GIVEN REQUEST »
Give back exactly the lines that run from the line containing "out the chimney" through the end of the listing below. Leave out every other line.

PROVIDED MATERIAL »
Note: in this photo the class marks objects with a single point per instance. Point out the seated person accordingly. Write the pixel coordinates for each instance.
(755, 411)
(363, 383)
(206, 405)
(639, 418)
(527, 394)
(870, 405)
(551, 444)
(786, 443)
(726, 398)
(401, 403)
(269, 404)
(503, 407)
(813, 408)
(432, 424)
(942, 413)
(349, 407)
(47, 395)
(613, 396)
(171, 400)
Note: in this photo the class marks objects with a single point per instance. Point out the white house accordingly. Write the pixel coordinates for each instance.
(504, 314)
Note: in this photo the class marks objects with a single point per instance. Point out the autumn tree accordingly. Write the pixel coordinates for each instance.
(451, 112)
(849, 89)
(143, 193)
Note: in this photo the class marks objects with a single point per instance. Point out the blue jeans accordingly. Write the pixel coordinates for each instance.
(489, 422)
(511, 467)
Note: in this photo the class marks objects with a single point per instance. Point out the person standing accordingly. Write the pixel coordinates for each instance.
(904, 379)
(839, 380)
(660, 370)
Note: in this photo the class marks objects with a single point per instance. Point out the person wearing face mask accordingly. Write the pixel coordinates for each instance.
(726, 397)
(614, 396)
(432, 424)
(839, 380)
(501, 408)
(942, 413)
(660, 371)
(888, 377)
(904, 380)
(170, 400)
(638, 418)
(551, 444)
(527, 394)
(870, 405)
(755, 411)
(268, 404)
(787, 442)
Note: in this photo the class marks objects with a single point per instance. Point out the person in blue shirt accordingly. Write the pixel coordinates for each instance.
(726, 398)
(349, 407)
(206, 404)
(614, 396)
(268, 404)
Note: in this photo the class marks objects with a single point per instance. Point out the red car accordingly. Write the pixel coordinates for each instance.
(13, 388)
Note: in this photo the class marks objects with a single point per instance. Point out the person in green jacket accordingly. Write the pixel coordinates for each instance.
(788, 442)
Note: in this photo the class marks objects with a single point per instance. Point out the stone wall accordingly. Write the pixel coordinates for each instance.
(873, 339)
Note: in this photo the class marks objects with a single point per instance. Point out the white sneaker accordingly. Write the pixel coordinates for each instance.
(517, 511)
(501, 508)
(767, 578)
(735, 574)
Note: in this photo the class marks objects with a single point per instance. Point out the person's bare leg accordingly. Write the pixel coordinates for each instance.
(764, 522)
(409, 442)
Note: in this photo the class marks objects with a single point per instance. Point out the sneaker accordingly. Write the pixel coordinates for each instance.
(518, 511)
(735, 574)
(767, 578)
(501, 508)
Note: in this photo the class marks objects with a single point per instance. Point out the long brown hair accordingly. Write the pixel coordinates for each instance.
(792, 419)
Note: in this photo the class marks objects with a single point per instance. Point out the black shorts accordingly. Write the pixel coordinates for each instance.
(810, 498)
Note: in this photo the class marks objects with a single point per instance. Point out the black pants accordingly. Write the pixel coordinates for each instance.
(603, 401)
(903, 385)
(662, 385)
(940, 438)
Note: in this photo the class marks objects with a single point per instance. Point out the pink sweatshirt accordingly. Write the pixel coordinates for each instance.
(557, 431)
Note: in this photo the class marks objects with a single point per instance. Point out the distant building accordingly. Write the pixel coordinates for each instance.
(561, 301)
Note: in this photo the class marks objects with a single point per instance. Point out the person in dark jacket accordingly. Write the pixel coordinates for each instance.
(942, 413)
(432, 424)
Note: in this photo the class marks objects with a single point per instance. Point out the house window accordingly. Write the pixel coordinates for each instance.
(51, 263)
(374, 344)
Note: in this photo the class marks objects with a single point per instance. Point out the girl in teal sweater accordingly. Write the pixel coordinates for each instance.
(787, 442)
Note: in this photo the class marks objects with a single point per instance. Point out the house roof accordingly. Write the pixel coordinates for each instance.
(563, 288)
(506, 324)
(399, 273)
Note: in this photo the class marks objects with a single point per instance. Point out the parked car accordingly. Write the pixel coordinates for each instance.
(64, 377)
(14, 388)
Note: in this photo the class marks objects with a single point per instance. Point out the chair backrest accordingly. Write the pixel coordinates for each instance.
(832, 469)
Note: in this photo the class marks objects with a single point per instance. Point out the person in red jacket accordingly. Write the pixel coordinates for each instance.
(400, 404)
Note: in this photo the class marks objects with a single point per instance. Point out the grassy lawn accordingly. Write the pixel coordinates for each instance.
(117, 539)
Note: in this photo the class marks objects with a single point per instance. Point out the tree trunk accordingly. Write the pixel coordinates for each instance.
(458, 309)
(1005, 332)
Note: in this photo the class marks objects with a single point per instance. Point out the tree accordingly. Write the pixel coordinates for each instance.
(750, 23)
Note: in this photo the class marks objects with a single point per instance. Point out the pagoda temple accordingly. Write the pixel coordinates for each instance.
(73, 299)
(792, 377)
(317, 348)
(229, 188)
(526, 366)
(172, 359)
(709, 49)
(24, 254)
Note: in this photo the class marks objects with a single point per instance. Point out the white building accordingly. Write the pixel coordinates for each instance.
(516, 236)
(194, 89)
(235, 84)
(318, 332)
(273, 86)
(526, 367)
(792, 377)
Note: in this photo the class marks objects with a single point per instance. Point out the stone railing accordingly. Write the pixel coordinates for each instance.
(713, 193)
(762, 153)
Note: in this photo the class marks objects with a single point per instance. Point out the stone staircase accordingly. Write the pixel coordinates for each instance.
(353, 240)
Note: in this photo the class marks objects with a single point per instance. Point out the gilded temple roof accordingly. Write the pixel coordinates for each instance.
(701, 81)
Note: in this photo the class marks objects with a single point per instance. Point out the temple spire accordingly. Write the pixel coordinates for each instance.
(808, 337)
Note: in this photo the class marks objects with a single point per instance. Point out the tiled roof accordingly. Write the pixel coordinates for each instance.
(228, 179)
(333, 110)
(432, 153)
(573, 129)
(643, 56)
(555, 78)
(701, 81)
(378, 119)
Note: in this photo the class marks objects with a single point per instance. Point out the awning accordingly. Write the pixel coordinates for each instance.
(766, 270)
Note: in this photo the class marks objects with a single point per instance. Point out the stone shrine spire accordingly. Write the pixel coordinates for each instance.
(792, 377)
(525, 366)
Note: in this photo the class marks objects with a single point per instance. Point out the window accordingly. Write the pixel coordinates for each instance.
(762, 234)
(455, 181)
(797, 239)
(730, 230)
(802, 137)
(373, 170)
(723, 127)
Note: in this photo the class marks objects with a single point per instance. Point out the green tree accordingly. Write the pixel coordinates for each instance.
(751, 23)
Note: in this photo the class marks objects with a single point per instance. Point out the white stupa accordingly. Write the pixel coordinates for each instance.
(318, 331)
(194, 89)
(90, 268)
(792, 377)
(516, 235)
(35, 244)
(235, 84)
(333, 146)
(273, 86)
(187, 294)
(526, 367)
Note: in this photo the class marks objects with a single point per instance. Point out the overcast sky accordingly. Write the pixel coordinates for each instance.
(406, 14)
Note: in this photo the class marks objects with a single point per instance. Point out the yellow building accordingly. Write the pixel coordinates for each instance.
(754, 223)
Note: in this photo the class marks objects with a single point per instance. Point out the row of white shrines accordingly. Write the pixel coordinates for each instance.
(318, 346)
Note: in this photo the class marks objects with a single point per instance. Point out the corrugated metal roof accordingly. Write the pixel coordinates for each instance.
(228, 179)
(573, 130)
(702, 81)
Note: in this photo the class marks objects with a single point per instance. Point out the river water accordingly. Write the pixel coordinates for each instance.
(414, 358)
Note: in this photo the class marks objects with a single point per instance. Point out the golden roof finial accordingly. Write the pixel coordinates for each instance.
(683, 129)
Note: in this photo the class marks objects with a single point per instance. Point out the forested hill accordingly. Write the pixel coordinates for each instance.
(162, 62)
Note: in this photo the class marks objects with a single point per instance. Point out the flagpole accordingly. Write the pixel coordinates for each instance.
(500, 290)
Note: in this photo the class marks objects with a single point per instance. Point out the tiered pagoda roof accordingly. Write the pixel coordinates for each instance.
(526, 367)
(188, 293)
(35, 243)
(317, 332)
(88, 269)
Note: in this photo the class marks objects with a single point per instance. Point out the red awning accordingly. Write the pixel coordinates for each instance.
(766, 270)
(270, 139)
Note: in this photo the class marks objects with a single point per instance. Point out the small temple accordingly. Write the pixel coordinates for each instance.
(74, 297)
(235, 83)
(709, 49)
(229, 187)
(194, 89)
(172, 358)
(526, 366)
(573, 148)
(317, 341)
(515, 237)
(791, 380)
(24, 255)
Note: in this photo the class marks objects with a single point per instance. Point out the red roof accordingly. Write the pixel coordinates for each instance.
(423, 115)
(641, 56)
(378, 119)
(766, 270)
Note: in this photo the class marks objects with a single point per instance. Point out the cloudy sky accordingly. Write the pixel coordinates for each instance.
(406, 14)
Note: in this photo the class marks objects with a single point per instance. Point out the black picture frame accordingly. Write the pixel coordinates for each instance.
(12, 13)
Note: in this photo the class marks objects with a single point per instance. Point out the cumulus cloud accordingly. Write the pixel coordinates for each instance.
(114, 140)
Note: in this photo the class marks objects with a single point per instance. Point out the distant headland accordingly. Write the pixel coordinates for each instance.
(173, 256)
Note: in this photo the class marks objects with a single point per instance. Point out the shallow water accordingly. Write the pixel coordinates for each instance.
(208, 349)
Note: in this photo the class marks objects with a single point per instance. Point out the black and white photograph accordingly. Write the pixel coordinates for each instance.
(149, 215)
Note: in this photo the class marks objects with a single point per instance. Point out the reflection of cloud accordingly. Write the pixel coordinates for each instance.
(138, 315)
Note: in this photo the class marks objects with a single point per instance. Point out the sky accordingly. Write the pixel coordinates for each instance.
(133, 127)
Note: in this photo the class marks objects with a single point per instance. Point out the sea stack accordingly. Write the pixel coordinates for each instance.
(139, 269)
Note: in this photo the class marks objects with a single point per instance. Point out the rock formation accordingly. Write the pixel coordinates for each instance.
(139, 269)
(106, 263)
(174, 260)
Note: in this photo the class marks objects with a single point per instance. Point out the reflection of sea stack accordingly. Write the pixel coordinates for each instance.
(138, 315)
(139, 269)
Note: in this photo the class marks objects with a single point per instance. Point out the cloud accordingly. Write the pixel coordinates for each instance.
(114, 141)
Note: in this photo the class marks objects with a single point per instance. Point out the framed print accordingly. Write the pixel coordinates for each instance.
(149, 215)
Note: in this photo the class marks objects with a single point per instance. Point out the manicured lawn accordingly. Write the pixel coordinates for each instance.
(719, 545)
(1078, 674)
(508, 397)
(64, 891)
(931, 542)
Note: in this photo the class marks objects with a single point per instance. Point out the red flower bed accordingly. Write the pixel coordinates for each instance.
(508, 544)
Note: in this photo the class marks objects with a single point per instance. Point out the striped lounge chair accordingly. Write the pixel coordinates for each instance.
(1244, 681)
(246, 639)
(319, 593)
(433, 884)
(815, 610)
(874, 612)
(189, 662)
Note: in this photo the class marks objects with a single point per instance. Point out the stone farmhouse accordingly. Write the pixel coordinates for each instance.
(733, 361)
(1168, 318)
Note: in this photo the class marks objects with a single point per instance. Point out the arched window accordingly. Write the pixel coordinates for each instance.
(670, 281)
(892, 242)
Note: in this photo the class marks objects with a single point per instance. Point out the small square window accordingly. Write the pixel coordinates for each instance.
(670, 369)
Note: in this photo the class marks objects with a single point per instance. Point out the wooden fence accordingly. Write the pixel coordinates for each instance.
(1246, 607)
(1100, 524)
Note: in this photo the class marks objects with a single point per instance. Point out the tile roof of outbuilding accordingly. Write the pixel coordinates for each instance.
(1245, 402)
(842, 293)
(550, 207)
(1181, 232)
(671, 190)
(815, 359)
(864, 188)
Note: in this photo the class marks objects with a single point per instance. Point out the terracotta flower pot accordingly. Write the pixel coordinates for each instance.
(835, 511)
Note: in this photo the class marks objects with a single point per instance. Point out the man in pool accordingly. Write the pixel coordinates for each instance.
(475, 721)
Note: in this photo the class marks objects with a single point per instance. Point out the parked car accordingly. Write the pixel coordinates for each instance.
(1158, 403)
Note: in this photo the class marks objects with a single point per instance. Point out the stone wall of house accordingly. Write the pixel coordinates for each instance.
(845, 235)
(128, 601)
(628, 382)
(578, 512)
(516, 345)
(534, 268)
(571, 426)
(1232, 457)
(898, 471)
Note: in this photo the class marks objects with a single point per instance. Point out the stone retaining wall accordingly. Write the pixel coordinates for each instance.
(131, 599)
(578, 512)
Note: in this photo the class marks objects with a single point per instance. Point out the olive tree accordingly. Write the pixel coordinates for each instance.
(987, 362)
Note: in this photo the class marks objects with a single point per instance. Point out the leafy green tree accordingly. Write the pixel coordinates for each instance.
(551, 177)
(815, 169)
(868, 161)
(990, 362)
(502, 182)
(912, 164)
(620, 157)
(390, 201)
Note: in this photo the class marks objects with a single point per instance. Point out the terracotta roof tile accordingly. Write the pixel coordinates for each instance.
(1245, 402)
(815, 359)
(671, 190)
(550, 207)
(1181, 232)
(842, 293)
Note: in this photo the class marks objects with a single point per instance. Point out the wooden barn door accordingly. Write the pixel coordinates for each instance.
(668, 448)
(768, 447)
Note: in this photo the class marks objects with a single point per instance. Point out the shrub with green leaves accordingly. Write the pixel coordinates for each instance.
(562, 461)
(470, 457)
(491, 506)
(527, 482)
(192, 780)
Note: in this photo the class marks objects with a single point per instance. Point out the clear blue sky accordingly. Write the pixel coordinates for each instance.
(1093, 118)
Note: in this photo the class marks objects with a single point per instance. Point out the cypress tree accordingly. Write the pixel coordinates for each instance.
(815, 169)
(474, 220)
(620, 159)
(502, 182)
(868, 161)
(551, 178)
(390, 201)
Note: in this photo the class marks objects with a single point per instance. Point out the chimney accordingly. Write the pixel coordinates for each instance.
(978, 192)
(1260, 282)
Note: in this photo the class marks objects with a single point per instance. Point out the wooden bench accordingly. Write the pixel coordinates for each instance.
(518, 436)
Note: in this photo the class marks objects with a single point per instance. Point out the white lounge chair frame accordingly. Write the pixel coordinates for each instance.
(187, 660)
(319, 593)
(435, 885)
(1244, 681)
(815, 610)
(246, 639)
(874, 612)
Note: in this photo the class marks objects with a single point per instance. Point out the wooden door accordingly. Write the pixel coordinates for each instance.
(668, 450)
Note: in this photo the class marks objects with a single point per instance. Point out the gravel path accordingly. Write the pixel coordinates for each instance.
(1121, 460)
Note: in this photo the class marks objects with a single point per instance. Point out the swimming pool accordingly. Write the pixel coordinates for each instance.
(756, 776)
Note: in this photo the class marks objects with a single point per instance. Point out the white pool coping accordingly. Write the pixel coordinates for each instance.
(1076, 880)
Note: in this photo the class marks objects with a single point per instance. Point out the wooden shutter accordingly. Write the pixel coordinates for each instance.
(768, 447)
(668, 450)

EXPECTED OUTPUT »
Note: in this photo the class marks objects with a single point per instance. Point out the chimney accordingly. Write the pixel coordinates for each instance.
(978, 192)
(1260, 282)
Note: in this photo the class marks objects with a single point per instance. Point out the wooden bench accordingly. Write the pixel coordinates for each instance.
(518, 436)
Note: in this photo the class marks objects with a single point per instance. Point out the white lounge chair frame accordingly. Write the pixel coordinates for each instance.
(187, 660)
(319, 593)
(435, 885)
(1244, 681)
(815, 610)
(246, 639)
(874, 612)
Note: in this photo the class marks objects with a single point per instance. Point out the wooden door accordingly. Write the pixel coordinates for each instance.
(668, 450)
Note: in this photo the class marks objects with a single point per instance. Point out the gravel path accordingly. Write the pixel coordinates for each instance.
(1121, 460)
Note: in this photo the class marks objects with a single point per instance. Point out the swimming pool accordingly. Write the pixel coordinates for each instance.
(756, 776)
Note: in this photo the class marks objects with a single point per instance. Point out the white pool coping accordingly. Write the pixel coordinates for each instance.
(1076, 880)
Note: in this photo the class marks objects with a single point per instance. Point out the wooden shutter accordingly. Write the pixel coordinates for each instance.
(768, 447)
(668, 450)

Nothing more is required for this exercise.